Welcome to mythos’s documentation!
mythos is a Python library for differentiable simulation and optimization of coarse-grained molecular models. It enables fitting force field parameters to macroscopic experimental data using gradient-based optimization.
Core Features
Multiple simulation backends — run simulations with JAX-MD, oxDNA, GROMACS, or LAMMPS from a unified interface. Simple API for simulators makes extensions easy. See Simulators.
Differentiable optimization — compute gradients via JAX automatic differentiation (JAX-MD; https://github.com/jax-md/jax-md) or Boltzmann reweighting with DiffTRe (for non-differentiable simulators, such as oxDNA, GROMACS, and LAMMPS; see https://www.nature.com/articles/s41467-021-27241-4). See Optimization.
DNA, RNA, and lipid energy models — built-in support for oxDNA1, oxDNA2, oxRNA, oxNA (hybrid DNA/RNA), and MARTINI coarse-grained models, with a clear extension API for implementing custom models. See Energy Functions.
Parallel optimization with Ray — run multiple simulators and objectives in parallel across heterogeneous hardware, enabling hyperscale optimization campaigns. See Optimization.
Rich observable library — The extensible Observable API Observables turns simulation trajectories into values for loss computations. The library includes a wide variety of observable implementations for different types of simulations, including structural observables (helical rise, pitch, diameter, persistence length, melting temperature), membrane properties (thickness, area per lipid), and distance metrics (Wasserstein).
Optimization Lifecycle
Optimizations in mythos are organized as follows:
Simulators run simulations (typically molecular dynamics or Monte Carlo) and expose Observables (trajectories and summary statistics). Objectives consume observables and compute gradients of a loss function. The Optimizer orchestrates the loop — running simulations, collecting observables, computing gradients, and updating parameters.
For a full description, see Optimization.

_____

### WORK INSTRUCTION 1
Update the mythos documentation page from the words "DNA, RNA, and" through "See Energy Functions.", putting "SIRAH" in place of "MARTINI".
### WORK INSTRUCTION 2
Using the mythos documentation page, answer each question:
(a) Which simulation backends can mythos run simulations with?
(b) Which membrane properties are named among the observables?
(c) What steps of the loop does the Optimizer orchestrate?
### WORK INSTRUCTION 3
According to the mythos documentation page, why does mythos offer Boltzmann reweighting with DiffTRe in addition to JAX automatic differentiation? Answer in one to three sentences.

### Items listed in a dataset
_____

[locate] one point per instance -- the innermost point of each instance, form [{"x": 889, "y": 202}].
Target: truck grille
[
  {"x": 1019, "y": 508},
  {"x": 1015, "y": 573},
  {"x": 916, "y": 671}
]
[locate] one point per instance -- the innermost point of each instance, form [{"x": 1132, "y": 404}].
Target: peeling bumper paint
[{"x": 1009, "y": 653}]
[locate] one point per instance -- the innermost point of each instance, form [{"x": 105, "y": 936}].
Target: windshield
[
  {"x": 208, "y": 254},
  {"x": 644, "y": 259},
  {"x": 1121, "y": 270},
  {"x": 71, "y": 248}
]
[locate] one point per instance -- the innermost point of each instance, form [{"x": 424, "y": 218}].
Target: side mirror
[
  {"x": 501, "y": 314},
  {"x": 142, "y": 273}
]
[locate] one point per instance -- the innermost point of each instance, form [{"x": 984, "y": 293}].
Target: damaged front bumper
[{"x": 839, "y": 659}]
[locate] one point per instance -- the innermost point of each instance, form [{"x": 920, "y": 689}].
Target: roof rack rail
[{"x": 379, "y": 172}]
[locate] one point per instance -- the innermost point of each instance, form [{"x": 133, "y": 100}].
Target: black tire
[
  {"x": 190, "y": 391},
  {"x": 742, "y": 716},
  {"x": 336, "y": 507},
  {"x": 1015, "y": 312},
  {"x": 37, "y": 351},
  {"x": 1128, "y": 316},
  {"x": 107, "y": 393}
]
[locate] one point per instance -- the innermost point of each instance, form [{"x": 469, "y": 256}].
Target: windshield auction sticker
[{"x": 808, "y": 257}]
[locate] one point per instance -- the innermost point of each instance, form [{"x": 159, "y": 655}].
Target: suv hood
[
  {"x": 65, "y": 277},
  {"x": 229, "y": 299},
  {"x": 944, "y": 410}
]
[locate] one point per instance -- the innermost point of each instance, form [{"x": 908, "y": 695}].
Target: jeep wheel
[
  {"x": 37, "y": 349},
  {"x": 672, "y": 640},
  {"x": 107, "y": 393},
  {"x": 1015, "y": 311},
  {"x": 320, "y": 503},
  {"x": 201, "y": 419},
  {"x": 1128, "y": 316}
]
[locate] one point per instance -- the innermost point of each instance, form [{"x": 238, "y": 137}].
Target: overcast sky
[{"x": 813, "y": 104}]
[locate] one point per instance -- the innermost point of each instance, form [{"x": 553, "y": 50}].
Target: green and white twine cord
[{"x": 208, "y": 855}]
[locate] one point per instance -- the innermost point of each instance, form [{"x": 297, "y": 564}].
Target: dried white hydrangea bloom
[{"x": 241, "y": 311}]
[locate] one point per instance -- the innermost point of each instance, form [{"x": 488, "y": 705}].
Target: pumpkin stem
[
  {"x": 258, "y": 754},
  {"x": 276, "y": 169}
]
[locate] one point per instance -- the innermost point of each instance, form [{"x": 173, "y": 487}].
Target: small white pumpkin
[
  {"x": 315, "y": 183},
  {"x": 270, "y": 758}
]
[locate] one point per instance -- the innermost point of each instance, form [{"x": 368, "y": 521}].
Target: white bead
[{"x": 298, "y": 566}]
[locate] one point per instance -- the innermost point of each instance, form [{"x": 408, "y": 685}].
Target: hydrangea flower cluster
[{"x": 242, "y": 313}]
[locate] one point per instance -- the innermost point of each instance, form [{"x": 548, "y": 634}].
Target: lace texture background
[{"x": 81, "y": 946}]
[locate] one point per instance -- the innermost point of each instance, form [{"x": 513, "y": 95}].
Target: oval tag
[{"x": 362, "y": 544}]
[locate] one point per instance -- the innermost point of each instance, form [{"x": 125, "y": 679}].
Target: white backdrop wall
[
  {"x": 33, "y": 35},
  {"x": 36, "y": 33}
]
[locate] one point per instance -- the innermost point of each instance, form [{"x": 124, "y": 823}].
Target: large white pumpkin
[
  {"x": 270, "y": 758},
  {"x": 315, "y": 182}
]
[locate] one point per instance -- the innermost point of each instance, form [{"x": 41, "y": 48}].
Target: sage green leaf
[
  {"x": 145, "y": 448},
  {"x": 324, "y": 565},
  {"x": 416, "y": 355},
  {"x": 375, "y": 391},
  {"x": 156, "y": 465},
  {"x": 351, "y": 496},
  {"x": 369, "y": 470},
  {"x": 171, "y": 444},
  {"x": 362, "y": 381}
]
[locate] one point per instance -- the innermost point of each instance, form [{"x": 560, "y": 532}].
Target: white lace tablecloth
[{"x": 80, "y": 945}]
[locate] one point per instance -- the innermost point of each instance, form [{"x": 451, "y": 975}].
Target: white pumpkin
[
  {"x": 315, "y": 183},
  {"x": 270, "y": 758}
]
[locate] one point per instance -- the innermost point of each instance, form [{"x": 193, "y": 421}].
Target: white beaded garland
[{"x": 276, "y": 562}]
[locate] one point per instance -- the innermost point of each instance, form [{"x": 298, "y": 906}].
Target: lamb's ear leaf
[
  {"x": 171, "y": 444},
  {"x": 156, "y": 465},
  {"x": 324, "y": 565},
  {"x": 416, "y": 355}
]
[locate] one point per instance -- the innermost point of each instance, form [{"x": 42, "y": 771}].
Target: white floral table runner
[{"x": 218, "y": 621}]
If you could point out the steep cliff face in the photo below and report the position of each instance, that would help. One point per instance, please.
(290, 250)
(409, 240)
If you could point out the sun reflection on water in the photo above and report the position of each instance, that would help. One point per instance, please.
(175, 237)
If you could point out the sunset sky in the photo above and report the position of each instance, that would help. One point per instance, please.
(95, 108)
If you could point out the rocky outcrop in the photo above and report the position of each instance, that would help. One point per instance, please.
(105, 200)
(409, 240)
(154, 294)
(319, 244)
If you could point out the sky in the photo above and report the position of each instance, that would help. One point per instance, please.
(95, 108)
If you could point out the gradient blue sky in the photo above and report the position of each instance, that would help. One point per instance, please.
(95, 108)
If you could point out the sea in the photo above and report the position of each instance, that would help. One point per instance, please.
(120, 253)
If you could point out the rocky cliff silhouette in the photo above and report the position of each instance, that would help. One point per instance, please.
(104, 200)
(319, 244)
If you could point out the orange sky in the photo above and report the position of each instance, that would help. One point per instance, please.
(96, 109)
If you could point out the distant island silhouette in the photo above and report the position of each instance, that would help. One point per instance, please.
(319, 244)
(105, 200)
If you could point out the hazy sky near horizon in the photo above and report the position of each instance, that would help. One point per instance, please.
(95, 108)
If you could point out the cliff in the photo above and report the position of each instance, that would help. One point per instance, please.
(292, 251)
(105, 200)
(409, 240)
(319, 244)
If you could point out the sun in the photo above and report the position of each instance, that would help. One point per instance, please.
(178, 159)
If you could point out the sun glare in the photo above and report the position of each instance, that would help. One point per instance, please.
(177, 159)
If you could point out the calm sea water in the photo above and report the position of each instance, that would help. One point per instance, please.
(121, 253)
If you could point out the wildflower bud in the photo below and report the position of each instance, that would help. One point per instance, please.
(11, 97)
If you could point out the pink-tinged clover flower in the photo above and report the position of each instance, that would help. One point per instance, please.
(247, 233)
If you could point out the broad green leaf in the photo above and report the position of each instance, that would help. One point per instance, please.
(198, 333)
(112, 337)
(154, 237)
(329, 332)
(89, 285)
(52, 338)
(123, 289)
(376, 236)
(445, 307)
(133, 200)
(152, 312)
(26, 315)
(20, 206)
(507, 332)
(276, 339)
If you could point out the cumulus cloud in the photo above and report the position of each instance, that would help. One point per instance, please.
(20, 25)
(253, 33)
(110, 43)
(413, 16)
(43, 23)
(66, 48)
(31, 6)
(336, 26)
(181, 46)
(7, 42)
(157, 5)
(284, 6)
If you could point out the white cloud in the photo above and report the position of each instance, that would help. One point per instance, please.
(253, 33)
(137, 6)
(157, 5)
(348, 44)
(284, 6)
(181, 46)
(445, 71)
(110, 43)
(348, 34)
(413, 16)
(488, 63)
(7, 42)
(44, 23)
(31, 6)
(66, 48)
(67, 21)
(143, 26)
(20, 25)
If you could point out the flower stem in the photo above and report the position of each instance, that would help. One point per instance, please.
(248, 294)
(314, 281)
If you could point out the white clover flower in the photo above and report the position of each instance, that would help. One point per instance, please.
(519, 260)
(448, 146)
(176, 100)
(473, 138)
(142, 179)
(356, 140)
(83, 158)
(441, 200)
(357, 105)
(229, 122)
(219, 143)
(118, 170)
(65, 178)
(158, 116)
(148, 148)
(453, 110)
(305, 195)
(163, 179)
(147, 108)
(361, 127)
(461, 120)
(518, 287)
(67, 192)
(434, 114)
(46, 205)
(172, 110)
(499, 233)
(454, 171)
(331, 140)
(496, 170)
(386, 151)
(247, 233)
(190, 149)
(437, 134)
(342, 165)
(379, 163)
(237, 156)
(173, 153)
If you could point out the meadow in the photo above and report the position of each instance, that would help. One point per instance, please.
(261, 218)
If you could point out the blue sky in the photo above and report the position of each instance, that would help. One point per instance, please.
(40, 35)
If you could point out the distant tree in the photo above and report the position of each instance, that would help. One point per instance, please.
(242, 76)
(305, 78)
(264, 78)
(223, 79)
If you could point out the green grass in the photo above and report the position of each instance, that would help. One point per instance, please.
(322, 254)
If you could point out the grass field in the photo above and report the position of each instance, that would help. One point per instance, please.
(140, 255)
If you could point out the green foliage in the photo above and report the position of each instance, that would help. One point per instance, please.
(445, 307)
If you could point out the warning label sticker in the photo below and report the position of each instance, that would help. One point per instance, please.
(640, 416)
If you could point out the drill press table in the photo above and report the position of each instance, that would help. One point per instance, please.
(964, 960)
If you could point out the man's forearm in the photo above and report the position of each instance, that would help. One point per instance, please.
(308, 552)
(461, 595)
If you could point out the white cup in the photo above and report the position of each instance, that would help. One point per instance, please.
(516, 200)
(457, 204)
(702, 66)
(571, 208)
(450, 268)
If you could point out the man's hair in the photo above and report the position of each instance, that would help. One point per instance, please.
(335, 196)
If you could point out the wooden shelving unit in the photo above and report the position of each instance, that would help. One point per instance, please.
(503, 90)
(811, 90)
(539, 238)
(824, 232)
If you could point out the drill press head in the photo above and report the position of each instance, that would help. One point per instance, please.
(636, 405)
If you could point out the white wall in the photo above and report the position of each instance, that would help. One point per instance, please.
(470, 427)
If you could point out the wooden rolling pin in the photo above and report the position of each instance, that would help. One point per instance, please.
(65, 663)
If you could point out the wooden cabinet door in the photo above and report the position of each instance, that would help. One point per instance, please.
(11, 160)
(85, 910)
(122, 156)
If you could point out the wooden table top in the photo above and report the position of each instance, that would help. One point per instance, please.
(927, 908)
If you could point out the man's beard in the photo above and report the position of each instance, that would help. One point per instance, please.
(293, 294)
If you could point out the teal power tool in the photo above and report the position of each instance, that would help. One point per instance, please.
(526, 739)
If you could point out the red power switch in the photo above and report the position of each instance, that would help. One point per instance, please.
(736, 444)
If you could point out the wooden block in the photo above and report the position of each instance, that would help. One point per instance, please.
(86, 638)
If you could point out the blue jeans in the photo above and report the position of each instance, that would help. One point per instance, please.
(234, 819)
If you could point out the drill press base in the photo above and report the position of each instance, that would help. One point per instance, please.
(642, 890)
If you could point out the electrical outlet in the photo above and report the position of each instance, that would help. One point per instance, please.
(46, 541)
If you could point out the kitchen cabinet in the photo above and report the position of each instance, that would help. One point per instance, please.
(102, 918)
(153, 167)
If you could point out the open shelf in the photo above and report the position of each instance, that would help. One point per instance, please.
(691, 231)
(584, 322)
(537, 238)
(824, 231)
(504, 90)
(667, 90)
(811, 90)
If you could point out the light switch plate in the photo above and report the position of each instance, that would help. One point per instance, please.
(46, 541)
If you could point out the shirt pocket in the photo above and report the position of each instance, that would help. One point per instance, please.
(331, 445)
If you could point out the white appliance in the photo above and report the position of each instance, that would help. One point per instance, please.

_____

### EXPECTED ANSWER 1
DNA, RNA, and lipid energy models — built-in support for oxDNA1, oxDNA2, oxRNA, oxNA (hybrid DNA/RNA), and SIRAH coarse-grained models, with a clear extension API for implementing custom models. See Energy Functions.

### EXPECTED ANSWER 2
(a) JAX-MD, oxDNA, GROMACS, and LAMMPS.
(b) Thickness and area per lipid.
(c) Running simulations, collecting observables, computing gradients, and updating parameters.

### EXPECTED ANSWER 3
JAX automatic differentiation computes gradients for JAX-MD simulations. DiffTRe reweighting is provided for non-differentiable simulators, such as oxDNA, GROMACS, and LAMMPS.